Within the entries below, how many lines carry the word "blue"? State the number and stop.

THE RECORDS section start

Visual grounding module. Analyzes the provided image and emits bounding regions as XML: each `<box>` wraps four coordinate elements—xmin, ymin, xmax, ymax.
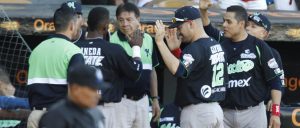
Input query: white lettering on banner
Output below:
<box><xmin>228</xmin><ymin>60</ymin><xmax>254</xmax><ymax>74</ymax></box>
<box><xmin>228</xmin><ymin>77</ymin><xmax>252</xmax><ymax>88</ymax></box>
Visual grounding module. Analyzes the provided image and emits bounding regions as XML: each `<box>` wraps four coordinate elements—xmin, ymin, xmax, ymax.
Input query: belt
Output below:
<box><xmin>227</xmin><ymin>103</ymin><xmax>259</xmax><ymax>110</ymax></box>
<box><xmin>33</xmin><ymin>107</ymin><xmax>47</xmax><ymax>111</ymax></box>
<box><xmin>123</xmin><ymin>94</ymin><xmax>146</xmax><ymax>101</ymax></box>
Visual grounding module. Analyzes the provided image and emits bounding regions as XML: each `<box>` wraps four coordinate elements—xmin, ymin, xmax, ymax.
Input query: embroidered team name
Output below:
<box><xmin>81</xmin><ymin>47</ymin><xmax>104</xmax><ymax>66</ymax></box>
<box><xmin>228</xmin><ymin>60</ymin><xmax>254</xmax><ymax>74</ymax></box>
<box><xmin>210</xmin><ymin>44</ymin><xmax>225</xmax><ymax>65</ymax></box>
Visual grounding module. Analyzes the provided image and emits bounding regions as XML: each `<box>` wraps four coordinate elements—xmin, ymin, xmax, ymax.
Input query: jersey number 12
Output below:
<box><xmin>212</xmin><ymin>63</ymin><xmax>224</xmax><ymax>87</ymax></box>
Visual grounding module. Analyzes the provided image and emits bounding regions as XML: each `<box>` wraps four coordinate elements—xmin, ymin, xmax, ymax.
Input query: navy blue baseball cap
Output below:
<box><xmin>67</xmin><ymin>65</ymin><xmax>108</xmax><ymax>90</ymax></box>
<box><xmin>61</xmin><ymin>1</ymin><xmax>82</xmax><ymax>14</ymax></box>
<box><xmin>248</xmin><ymin>12</ymin><xmax>271</xmax><ymax>32</ymax></box>
<box><xmin>169</xmin><ymin>6</ymin><xmax>201</xmax><ymax>28</ymax></box>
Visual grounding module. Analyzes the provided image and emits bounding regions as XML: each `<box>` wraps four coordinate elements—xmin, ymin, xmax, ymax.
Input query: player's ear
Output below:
<box><xmin>238</xmin><ymin>20</ymin><xmax>246</xmax><ymax>29</ymax></box>
<box><xmin>69</xmin><ymin>20</ymin><xmax>75</xmax><ymax>32</ymax></box>
<box><xmin>263</xmin><ymin>30</ymin><xmax>269</xmax><ymax>40</ymax></box>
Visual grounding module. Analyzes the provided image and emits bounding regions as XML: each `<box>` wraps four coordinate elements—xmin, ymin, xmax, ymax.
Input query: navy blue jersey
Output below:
<box><xmin>264</xmin><ymin>48</ymin><xmax>285</xmax><ymax>102</ymax></box>
<box><xmin>76</xmin><ymin>38</ymin><xmax>142</xmax><ymax>102</ymax></box>
<box><xmin>39</xmin><ymin>99</ymin><xmax>104</xmax><ymax>128</ymax></box>
<box><xmin>271</xmin><ymin>48</ymin><xmax>285</xmax><ymax>87</ymax></box>
<box><xmin>158</xmin><ymin>103</ymin><xmax>181</xmax><ymax>128</ymax></box>
<box><xmin>174</xmin><ymin>38</ymin><xmax>227</xmax><ymax>107</ymax></box>
<box><xmin>204</xmin><ymin>24</ymin><xmax>282</xmax><ymax>108</ymax></box>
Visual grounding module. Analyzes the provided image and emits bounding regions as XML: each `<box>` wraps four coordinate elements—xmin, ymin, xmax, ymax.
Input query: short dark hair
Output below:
<box><xmin>116</xmin><ymin>3</ymin><xmax>140</xmax><ymax>18</ymax></box>
<box><xmin>53</xmin><ymin>7</ymin><xmax>77</xmax><ymax>32</ymax></box>
<box><xmin>226</xmin><ymin>5</ymin><xmax>248</xmax><ymax>26</ymax></box>
<box><xmin>88</xmin><ymin>7</ymin><xmax>109</xmax><ymax>32</ymax></box>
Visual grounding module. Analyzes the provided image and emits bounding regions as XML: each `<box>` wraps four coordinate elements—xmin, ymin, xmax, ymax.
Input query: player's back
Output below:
<box><xmin>76</xmin><ymin>38</ymin><xmax>142</xmax><ymax>103</ymax></box>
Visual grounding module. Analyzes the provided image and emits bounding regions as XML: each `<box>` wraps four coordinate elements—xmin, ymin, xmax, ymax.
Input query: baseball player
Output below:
<box><xmin>75</xmin><ymin>7</ymin><xmax>143</xmax><ymax>128</ymax></box>
<box><xmin>246</xmin><ymin>12</ymin><xmax>285</xmax><ymax>125</ymax></box>
<box><xmin>199</xmin><ymin>0</ymin><xmax>283</xmax><ymax>128</ymax></box>
<box><xmin>39</xmin><ymin>65</ymin><xmax>105</xmax><ymax>128</ymax></box>
<box><xmin>110</xmin><ymin>3</ymin><xmax>160</xmax><ymax>128</ymax></box>
<box><xmin>27</xmin><ymin>5</ymin><xmax>84</xmax><ymax>128</ymax></box>
<box><xmin>155</xmin><ymin>6</ymin><xmax>227</xmax><ymax>128</ymax></box>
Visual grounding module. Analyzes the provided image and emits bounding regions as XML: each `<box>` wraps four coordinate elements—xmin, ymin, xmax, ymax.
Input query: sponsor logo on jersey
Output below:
<box><xmin>210</xmin><ymin>44</ymin><xmax>225</xmax><ymax>65</ymax></box>
<box><xmin>81</xmin><ymin>47</ymin><xmax>104</xmax><ymax>66</ymax></box>
<box><xmin>268</xmin><ymin>58</ymin><xmax>279</xmax><ymax>69</ymax></box>
<box><xmin>160</xmin><ymin>117</ymin><xmax>174</xmax><ymax>122</ymax></box>
<box><xmin>228</xmin><ymin>77</ymin><xmax>252</xmax><ymax>88</ymax></box>
<box><xmin>200</xmin><ymin>85</ymin><xmax>212</xmax><ymax>98</ymax></box>
<box><xmin>182</xmin><ymin>54</ymin><xmax>194</xmax><ymax>68</ymax></box>
<box><xmin>240</xmin><ymin>49</ymin><xmax>256</xmax><ymax>59</ymax></box>
<box><xmin>228</xmin><ymin>60</ymin><xmax>254</xmax><ymax>74</ymax></box>
<box><xmin>211</xmin><ymin>87</ymin><xmax>226</xmax><ymax>93</ymax></box>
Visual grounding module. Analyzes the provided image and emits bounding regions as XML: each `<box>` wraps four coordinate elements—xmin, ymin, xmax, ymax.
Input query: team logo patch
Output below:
<box><xmin>240</xmin><ymin>49</ymin><xmax>256</xmax><ymax>59</ymax></box>
<box><xmin>182</xmin><ymin>54</ymin><xmax>194</xmax><ymax>68</ymax></box>
<box><xmin>268</xmin><ymin>58</ymin><xmax>279</xmax><ymax>69</ymax></box>
<box><xmin>145</xmin><ymin>49</ymin><xmax>150</xmax><ymax>57</ymax></box>
<box><xmin>67</xmin><ymin>2</ymin><xmax>76</xmax><ymax>9</ymax></box>
<box><xmin>200</xmin><ymin>85</ymin><xmax>211</xmax><ymax>98</ymax></box>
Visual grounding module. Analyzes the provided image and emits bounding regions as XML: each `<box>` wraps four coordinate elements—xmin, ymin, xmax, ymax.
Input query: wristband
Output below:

THE RECORDS section end

* ANSWER SPACE
2